> _What to do_:
Pick out and copy every line in the entries below that contains the word "clear".

Image location labeling entries
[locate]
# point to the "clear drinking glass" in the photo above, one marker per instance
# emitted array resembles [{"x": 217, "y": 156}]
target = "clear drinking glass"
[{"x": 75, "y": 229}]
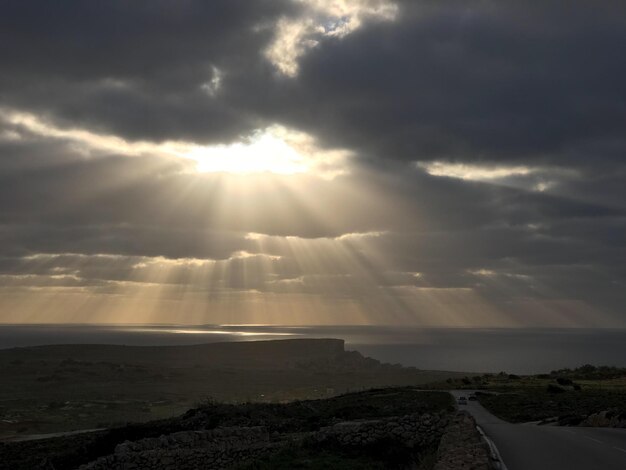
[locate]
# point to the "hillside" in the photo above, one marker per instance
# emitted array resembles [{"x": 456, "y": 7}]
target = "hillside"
[
  {"x": 378, "y": 429},
  {"x": 71, "y": 387}
]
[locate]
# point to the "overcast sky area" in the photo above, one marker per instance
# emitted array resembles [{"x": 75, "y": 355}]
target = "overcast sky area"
[{"x": 419, "y": 162}]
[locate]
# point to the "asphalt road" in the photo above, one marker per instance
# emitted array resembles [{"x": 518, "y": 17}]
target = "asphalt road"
[{"x": 532, "y": 447}]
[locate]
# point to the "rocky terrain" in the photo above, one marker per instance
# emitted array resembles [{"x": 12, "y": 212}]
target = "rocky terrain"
[
  {"x": 387, "y": 428},
  {"x": 48, "y": 389}
]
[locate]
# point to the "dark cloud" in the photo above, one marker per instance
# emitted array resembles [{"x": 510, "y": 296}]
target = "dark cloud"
[{"x": 533, "y": 85}]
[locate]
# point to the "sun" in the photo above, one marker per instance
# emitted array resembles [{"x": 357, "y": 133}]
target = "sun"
[
  {"x": 274, "y": 149},
  {"x": 266, "y": 151}
]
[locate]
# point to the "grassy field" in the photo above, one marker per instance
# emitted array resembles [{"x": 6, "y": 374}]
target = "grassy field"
[
  {"x": 564, "y": 396},
  {"x": 294, "y": 417},
  {"x": 52, "y": 389}
]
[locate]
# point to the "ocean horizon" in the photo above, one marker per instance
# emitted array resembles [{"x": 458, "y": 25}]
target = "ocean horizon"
[{"x": 514, "y": 350}]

> _The response_:
# point to the "clear drinking glass" in the photo above, one marker per instance
target = "clear drinking glass"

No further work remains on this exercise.